- Required action 1
Do the following statements agree with the article below about Kennedy Hansen and Imagine Dragons? Answer yes or no for each and quote the words from the article that decide it. (a) The Make-A-Wish trip took the family to Hawaii. (b) The Kennedy's Hugs Facebook page was started by friends of the family. (c) Kennedy surfed standing up.
- Required action 2
In the article about Kennedy Hansen, rewrite everything from "National Edition" down to "of Latter-day Saints.", replacing "positive outlook" with "hopeful outlook".

- Document text
• • • •

National Edition

Imagine Dragons reaches out to terminal teen

Published: Thursday, Oct. 24 2013 8:45 a.m. MDT

This positive outlook is due in part to the Hansens' strong ties to their faith as members of The Church of Jesus Christ of Latter-day Saints.

"We've chosen to share her story and to remain positive, and she's going home," Jason said. "We believe in a Heavenly Father who needs her home. She needed to have her life here, and share her legacy here and then move on."

Kennedy's Hugs, a Facebook page started and operated by extended and immediate family, is one avenue the Hansens use to share their daughter's story of love and faith.

"Every day we're having these amazing experiences with her ... so we're just trying to absorb everything, write these things down, and share them with other people so that they can experience her life, so that we can reflect back when it becomes more difficult for us to be able to see the good in it," said Kennedy's mother, Heather. "It will give us that strength to make it through, to see the goodness in what's happening."

In a way, the Hansens see this final chapter of Kennedy's life as a celebration of the goodness that has filled their lives.

And while on the road of great sorrows and great acceptance, the Hansens are learning lessons from Kennedy, too.

"She gets to return to heaven, how lucky for her, while the rest of us stay here. It's not that she's lucky to go through the experiences; she's learning and she's growing so much spiritually. She's well beyond us," Heather said. And we're all learning from her how to be more thoughtful about other people, how to be concerned, how to love, how to express that."

While Kennedy is the only blood daughter of Jason and Heather, their family also includes an adopted daughter, 16-year-old Anna, and son, 5-year-old Beau. Jason said the siblings have always been close.

Earlier this summer, Kennedy and her family were given a trip to Hawaii organized by the Make-A-Wish foundation.

Jason said it was Kennedy's wish to see family members, who live in Oahu.

"Hawaii wasn't for us. That was for her cousins," Jason said. "We watched Kennedy play dolls with her cousins and go to the beach. She got on a paddle board. She surfed on her knees. There are a lot of miracles, little tender mercies she will never forget."

Since Kennedy's diagnosis, the family has connected with extended family members who have come to visit Kennedy in the last chapter of her life.

In fact, it was because of Brittany Hansen, Kennedy's aunt, that her dream of seeing Imagine Dragons came true.

• • • •

- Stored data
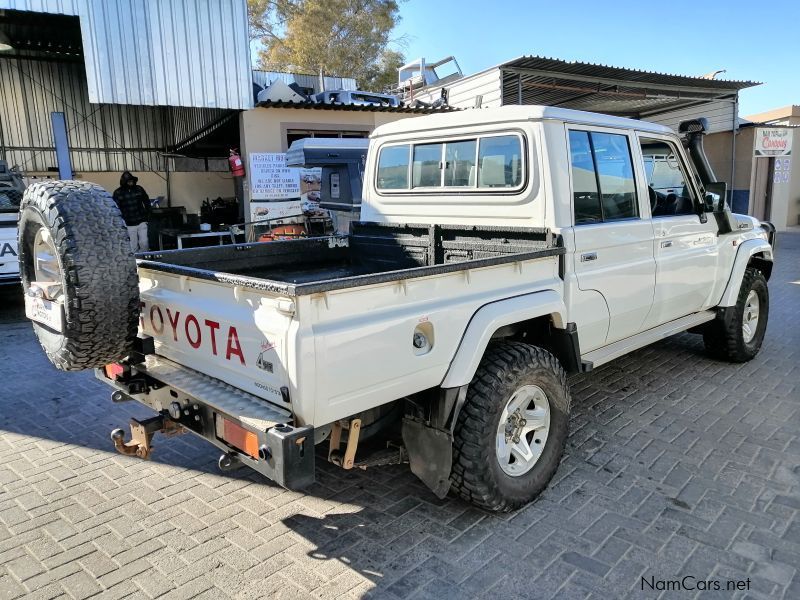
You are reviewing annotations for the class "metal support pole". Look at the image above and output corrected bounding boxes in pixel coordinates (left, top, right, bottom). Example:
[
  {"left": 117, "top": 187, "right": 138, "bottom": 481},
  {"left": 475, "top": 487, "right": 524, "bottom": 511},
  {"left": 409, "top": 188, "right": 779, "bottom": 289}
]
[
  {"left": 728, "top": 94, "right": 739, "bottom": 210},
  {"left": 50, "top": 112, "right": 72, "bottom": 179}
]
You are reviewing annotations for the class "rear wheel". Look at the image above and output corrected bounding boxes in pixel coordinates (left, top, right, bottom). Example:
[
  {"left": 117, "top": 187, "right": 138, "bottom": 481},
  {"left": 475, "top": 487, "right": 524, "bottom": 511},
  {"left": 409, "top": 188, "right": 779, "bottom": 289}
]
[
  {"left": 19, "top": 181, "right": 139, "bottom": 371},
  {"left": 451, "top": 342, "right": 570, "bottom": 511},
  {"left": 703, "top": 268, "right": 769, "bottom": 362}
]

• • • •

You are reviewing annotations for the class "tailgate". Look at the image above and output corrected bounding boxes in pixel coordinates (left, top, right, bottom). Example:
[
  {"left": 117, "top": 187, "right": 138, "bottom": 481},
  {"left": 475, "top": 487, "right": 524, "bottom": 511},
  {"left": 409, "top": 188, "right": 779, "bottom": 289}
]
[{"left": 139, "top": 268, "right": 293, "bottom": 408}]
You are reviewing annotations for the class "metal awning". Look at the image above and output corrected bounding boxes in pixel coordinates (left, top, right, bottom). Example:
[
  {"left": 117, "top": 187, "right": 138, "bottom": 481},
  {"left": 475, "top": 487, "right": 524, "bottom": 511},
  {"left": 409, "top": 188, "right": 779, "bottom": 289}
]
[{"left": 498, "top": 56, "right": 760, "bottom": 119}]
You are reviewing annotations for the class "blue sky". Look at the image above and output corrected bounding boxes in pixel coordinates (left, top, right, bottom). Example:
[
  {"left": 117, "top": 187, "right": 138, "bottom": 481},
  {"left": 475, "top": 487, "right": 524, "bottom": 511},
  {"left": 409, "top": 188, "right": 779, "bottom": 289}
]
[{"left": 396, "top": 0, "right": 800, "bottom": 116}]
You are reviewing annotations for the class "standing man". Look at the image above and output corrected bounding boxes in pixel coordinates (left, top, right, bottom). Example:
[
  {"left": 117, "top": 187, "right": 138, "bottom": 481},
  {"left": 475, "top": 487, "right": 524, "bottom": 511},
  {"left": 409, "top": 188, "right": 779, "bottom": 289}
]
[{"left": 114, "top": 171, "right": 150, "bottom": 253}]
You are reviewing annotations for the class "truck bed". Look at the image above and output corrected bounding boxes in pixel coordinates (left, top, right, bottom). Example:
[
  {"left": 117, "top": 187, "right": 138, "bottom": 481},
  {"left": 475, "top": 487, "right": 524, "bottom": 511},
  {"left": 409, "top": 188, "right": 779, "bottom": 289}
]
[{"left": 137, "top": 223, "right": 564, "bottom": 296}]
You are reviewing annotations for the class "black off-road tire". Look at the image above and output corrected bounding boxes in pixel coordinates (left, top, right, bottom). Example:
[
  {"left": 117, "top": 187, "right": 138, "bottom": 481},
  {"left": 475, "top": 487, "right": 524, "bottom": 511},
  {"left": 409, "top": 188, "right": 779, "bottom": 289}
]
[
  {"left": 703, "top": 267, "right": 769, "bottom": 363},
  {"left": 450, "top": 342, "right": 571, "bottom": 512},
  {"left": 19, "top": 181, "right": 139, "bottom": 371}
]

• • • •

- Task solution 1
(a) Yes: "Kennedy and her family were given a trip to Hawaii organized by the Make-A-Wish foundation."
(b) No: "a Facebook page started and operated by extended and immediate family"
(c) No: "She surfed on her knees."

- Task solution 2
National Edition

Imagine Dragons reaches out to terminal teen

Published: Thursday, Oct. 24 2013 8:45 a.m. MDT

This hopeful outlook is due in part to the Hansens' strong ties to their faith as members of The Church of Jesus Christ of Latter-day Saints.